- _Passage to read_:
───

2018年3月9日 星期五

Teaching by Principles Chapter 11 Interactive Language Teaching I: Initiating Interaction

Teaching by Principles Chapter 11 Interactive Language Teaching I: Initiating Interaction

What is interaction?
-Collaborative exchange of thoughts, feelings, or ideas between two or more people, resulting in a reciprocal effect on each other.

Interactive Principles (Ch. 4)
-Automaticity
-Intrinsic motivation
-Strategic investment
-Risk-taking
-The language-culture connection
-Interlanguage
-Communicative competence

Roles of the Interactive Teacher
(From Directive Teaching to Non-directive Teaching)
1. The Teacher as Controller
-Spontaneity
-Unrehearsed language
-Freedom of expression
-Some control of teachers’ in the procedure, input, directions, and the timing

2. The Teacher as Director
-Keep the process flowing smoothly and efficiently

3. The Teacher as Manager
-Plan lessons, modules, and courses
-Structure the larger, longer segments of classroom time.
-Allow each individual player to be creative within those parameters.

4. The Teacher as Facilitator
-Step away from the managerial or directive role.
-Allow students to find their own pathways to success.
-Allow students to discover language through using it pragmatically, rather than by telling them about language.

5. The Teacher as Resource
- The student takes the initiative
-Teachers are available for advice and counsel when the student seeks it.

The key to interactive teaching is to strive toward the upper, non-directive end of the continuum, gradually enabling your students to move from their roles of total dependence to relatively total independence.

Foreign Language Interaction Analysis (Table 11.1)

Questioning Strategies for Interactive Learning
-Teacher questions give students the impetus and opportunity to produce language comfortably without having to risk initiating language themselves.
-Teacher questions can serve to initiate a chain reaction of student interaction among themselves.

───

- _Work to complete_:
Translate this sentence from the notes on interactive language teaching above into Spanish: "Teacher questions give students the impetus and opportunity to produce language comfortably without having to risk initiating language themselves."

───

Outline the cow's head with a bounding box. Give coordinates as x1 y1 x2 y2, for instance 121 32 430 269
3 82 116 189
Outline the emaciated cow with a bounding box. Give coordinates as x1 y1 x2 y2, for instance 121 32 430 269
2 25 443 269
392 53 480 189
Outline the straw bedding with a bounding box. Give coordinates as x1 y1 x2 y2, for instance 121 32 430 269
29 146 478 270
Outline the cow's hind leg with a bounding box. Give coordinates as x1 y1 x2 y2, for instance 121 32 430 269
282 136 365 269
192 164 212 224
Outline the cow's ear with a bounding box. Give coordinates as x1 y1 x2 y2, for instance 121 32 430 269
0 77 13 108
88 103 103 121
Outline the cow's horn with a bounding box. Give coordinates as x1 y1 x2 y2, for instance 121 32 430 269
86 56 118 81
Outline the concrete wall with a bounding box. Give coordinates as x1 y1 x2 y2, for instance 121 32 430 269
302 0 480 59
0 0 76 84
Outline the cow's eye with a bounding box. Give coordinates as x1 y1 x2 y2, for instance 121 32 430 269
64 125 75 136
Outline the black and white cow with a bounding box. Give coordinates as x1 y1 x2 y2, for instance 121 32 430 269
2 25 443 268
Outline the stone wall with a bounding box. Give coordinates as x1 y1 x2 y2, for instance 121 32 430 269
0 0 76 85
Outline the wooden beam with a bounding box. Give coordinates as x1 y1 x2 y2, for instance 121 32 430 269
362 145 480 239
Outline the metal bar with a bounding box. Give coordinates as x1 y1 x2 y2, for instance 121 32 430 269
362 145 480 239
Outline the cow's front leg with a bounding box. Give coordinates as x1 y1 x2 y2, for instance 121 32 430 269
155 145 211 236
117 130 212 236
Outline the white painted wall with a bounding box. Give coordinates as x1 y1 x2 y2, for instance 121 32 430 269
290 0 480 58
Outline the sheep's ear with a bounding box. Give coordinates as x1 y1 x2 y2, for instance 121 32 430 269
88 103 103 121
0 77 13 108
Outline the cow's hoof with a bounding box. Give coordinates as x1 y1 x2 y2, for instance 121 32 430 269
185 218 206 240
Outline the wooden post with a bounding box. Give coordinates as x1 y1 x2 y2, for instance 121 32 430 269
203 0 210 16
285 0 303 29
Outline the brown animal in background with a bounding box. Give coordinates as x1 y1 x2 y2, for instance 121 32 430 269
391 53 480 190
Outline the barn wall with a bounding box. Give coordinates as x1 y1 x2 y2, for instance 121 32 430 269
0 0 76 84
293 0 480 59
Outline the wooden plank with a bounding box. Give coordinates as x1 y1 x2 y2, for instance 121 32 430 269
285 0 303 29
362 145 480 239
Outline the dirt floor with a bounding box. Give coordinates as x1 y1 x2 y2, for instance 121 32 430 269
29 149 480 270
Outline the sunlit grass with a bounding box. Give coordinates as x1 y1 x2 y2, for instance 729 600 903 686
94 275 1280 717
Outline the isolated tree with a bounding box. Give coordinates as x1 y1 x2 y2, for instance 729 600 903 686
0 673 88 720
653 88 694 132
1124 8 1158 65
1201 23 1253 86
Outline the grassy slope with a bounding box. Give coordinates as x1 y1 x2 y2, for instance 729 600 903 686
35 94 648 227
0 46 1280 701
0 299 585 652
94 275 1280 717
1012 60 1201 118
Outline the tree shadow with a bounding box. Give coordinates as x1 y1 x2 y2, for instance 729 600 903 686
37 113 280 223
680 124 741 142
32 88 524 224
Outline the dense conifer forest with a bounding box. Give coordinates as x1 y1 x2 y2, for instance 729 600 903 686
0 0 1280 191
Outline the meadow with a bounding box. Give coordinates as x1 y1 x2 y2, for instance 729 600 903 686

───

- _Completed exercise_:
Las preguntas del profesor dan a los estudiantes el impulso y la oportunidad de producir lenguaje con comodidad, sin tener que arriesgarse a iniciar el lenguaje por sí mismos.